**What you have to do:** Gather all lines from the material that contain "woman".

**Supplied records:**
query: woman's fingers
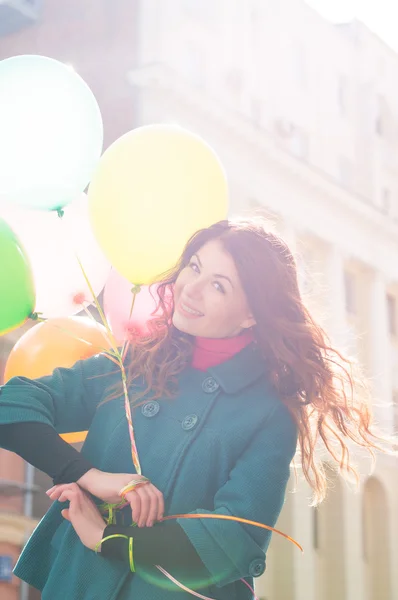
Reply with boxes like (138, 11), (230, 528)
(58, 487), (81, 504)
(47, 483), (90, 510)
(135, 485), (152, 528)
(46, 485), (66, 500)
(126, 489), (141, 525)
(144, 487), (160, 527)
(156, 488), (165, 522)
(47, 482), (80, 501)
(61, 508), (70, 521)
(125, 484), (164, 527)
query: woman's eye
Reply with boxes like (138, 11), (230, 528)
(213, 281), (225, 294)
(189, 262), (200, 273)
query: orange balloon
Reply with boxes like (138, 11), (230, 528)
(4, 316), (112, 444)
(60, 431), (88, 444)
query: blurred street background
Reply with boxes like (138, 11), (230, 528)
(1, 1), (398, 599)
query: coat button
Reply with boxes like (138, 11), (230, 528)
(181, 414), (198, 431)
(141, 401), (160, 418)
(249, 558), (265, 577)
(202, 377), (220, 393)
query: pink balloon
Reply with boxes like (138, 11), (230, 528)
(2, 194), (110, 318)
(103, 269), (168, 342)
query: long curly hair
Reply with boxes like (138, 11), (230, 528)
(106, 218), (394, 504)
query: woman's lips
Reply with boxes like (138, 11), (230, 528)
(177, 301), (204, 318)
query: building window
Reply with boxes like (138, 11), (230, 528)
(381, 188), (391, 214)
(274, 119), (309, 161)
(393, 196), (398, 221)
(180, 44), (205, 88)
(362, 493), (368, 562)
(387, 294), (397, 336)
(375, 95), (392, 139)
(338, 75), (348, 116)
(183, 0), (218, 23)
(0, 556), (13, 583)
(393, 392), (398, 448)
(250, 97), (263, 126)
(344, 271), (356, 314)
(313, 506), (320, 550)
(289, 129), (309, 160)
(297, 251), (314, 295)
(292, 42), (307, 88)
(339, 157), (354, 190)
(375, 97), (384, 136)
(225, 68), (244, 98)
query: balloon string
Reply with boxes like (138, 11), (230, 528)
(54, 212), (120, 363)
(121, 285), (141, 362)
(121, 365), (141, 475)
(162, 514), (303, 553)
(76, 256), (142, 474)
(99, 505), (303, 553)
(240, 578), (259, 600)
(76, 256), (119, 353)
(155, 566), (214, 600)
(28, 317), (114, 357)
(52, 207), (116, 352)
(155, 566), (258, 600)
(79, 302), (118, 356)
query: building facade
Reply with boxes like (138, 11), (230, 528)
(129, 1), (398, 599)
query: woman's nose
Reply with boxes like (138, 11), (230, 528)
(184, 280), (203, 300)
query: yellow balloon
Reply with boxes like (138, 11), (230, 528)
(88, 124), (229, 284)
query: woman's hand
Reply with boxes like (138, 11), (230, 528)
(53, 482), (106, 551)
(47, 469), (165, 528)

**Result of this exercise:**
query: woman's fingers
query: woman's eye
query: woman's lips
query: woman's nose
query: woman's hand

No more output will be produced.